> _PROBLEM STATEMENT_: Reproduce exactly the final portion of the data: every line from the one containing "Q: For each instance of the bare" through the last line, inclusive.

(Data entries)
..........

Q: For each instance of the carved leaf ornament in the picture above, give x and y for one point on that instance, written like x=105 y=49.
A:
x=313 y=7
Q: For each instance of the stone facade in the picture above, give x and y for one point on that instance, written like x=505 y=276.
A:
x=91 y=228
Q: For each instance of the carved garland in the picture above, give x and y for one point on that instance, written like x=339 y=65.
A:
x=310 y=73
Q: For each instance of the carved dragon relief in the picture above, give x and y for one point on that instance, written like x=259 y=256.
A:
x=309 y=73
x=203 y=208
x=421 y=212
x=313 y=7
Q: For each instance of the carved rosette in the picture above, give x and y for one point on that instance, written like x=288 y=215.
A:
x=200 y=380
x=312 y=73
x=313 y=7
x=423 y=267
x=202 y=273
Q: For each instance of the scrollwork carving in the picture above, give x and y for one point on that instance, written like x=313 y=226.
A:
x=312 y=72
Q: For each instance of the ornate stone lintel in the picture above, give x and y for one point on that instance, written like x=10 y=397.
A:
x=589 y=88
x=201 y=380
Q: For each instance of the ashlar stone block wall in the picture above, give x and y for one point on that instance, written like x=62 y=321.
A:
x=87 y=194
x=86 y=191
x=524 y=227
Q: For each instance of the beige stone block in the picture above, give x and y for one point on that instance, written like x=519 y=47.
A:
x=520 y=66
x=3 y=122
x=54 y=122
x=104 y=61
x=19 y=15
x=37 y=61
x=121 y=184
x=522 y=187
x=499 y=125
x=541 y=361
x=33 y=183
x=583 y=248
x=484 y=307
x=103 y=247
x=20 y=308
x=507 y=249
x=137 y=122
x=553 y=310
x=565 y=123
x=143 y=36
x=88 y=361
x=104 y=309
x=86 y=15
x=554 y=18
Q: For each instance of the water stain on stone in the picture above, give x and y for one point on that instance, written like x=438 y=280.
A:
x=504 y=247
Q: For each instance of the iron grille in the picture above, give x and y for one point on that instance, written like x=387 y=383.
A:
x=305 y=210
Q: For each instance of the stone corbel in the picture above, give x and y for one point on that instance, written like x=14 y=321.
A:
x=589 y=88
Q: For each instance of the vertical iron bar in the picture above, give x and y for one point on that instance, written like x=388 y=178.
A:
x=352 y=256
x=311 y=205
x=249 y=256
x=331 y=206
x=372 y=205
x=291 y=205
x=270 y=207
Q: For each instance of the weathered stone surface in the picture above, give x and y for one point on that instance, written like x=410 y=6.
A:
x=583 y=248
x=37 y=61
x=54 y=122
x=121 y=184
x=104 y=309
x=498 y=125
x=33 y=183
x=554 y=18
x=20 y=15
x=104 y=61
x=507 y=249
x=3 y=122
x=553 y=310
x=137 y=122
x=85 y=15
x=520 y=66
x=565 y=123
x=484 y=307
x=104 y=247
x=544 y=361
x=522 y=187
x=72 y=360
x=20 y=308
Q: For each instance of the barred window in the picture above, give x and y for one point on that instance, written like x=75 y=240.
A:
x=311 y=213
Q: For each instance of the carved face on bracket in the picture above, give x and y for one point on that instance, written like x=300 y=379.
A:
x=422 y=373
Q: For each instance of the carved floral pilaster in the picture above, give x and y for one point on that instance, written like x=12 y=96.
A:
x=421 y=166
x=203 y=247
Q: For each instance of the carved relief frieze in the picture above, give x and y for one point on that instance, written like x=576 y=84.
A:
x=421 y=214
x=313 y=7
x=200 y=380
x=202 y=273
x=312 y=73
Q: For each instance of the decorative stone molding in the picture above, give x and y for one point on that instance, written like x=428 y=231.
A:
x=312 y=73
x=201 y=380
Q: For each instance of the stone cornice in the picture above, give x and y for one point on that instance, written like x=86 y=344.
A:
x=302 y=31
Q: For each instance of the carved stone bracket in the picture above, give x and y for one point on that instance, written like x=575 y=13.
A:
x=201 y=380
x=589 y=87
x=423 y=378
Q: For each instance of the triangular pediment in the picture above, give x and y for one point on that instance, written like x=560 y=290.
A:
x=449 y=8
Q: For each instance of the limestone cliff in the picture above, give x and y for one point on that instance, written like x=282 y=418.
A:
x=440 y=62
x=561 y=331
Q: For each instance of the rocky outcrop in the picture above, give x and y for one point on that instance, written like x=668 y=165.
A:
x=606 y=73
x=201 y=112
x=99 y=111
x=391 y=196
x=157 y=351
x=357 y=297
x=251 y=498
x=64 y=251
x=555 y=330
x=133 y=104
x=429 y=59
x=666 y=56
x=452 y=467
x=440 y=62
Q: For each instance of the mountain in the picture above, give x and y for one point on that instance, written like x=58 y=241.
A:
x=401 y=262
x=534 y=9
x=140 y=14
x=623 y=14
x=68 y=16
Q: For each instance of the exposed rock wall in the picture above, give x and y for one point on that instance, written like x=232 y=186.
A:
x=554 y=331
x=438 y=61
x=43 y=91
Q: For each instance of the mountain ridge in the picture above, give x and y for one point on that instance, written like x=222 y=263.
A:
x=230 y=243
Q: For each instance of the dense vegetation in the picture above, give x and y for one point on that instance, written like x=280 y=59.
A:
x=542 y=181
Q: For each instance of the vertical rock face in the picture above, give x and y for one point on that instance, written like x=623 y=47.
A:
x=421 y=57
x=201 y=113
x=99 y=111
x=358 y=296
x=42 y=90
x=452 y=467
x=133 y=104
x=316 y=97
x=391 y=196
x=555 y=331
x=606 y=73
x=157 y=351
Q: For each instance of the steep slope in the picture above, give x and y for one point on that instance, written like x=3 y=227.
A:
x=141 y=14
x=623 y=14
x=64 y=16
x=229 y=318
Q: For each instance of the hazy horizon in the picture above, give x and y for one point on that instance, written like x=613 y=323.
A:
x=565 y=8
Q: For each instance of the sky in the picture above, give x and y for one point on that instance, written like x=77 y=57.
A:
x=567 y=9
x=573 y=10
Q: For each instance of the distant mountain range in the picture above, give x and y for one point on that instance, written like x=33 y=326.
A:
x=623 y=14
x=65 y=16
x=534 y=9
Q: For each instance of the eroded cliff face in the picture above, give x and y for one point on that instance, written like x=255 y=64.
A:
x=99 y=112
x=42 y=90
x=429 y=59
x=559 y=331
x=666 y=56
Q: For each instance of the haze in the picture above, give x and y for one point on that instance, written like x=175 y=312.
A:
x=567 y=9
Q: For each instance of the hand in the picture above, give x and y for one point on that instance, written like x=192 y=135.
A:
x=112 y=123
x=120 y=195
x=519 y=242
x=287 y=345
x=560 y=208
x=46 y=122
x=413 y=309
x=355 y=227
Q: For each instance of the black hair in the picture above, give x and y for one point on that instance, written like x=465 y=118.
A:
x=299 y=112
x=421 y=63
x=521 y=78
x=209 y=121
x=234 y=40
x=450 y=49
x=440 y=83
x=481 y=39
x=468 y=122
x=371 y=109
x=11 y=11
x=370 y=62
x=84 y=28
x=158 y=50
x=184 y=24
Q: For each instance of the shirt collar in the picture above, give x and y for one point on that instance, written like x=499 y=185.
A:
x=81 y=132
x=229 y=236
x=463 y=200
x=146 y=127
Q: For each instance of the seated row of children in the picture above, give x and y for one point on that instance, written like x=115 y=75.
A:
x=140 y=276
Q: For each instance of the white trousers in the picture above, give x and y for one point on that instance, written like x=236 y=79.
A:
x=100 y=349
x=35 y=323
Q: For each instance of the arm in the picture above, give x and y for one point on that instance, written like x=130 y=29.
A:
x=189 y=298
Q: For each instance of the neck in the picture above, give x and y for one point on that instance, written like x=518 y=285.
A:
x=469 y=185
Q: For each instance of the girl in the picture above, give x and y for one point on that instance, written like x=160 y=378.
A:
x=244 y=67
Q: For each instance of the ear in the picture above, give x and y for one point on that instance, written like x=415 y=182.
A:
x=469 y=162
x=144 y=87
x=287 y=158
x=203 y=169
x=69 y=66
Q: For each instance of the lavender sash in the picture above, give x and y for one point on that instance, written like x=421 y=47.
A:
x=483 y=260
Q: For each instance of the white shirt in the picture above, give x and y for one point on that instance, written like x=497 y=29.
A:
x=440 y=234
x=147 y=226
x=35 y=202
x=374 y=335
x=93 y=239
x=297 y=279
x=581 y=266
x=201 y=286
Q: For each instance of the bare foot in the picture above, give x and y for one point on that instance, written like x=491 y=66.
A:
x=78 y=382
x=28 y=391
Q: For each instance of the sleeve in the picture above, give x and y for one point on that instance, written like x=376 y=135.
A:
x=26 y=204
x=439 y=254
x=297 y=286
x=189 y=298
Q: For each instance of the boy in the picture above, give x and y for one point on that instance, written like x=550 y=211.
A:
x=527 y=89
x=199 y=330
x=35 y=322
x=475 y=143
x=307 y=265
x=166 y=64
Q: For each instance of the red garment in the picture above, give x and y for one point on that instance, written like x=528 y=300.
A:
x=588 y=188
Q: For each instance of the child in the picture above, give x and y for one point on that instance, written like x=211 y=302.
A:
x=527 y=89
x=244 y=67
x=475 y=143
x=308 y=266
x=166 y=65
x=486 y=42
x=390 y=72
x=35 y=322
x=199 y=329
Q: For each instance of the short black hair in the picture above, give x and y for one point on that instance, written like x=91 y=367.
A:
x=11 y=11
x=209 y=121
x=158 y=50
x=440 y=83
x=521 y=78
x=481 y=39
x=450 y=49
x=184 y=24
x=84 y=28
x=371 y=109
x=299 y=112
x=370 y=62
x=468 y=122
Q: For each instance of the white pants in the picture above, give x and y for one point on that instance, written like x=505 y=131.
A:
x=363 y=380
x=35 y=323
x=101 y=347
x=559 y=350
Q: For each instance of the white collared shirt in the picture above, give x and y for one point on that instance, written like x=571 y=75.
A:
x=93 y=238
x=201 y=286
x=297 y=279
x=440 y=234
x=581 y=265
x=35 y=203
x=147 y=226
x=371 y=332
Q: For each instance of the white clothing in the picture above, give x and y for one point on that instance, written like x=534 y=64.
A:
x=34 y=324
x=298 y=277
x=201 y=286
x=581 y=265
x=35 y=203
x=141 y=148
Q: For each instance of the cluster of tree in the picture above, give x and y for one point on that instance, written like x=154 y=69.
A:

..........

> _THE RESPONSE_:
Q: For each instance of the bare foot in the picture above, give x and y for one point on that instance, written like x=491 y=66.
A:
x=78 y=382
x=28 y=391
Q: For each instance of the sleeve in the picture above, give x and y for one point on that instance, written like x=376 y=135.
A:
x=26 y=204
x=439 y=254
x=297 y=286
x=189 y=298
Q: For each instance of the boy in the picture above, give x and y for one point on that instance, written like x=550 y=211.
A:
x=527 y=89
x=199 y=330
x=35 y=322
x=475 y=143
x=307 y=265
x=166 y=64
Q: For each instance of the red garment in the picture above, give x and y for one point on that instance, written like x=528 y=300.
A:
x=588 y=188
Q: For each instance of the child in the picture above, give x and y for one point on that instance, written like x=211 y=302.
A:
x=527 y=89
x=244 y=67
x=475 y=143
x=308 y=266
x=166 y=65
x=486 y=42
x=390 y=72
x=35 y=322
x=199 y=329
Q: For each instance of the short black hair in the picture above, give x and y for one point on that instance, written like x=91 y=367.
A:
x=11 y=11
x=209 y=121
x=158 y=50
x=440 y=83
x=521 y=78
x=481 y=39
x=450 y=49
x=184 y=24
x=84 y=28
x=371 y=109
x=299 y=112
x=370 y=62
x=468 y=122
Q: For each instance of the white pants in the picture above, give x and y for one point on that instance, written like x=505 y=131.
A:
x=363 y=380
x=35 y=323
x=101 y=347
x=559 y=350
Q: For each instance of the white collared shirt in the picture above, give x and y for one point on that instance, written like x=571 y=75.
A:
x=93 y=238
x=201 y=286
x=297 y=279
x=440 y=234
x=581 y=265
x=35 y=203
x=147 y=226
x=371 y=332
Q: For each instance of the white clothing in the picture above, give x and y for one point on that instance, written like x=534 y=64.
A:
x=34 y=324
x=298 y=277
x=201 y=286
x=581 y=265
x=35 y=203
x=141 y=148
Q: For each instance of the cluster of tree in the picture above, give x and y for one point on that instance, written like x=154 y=69.
A:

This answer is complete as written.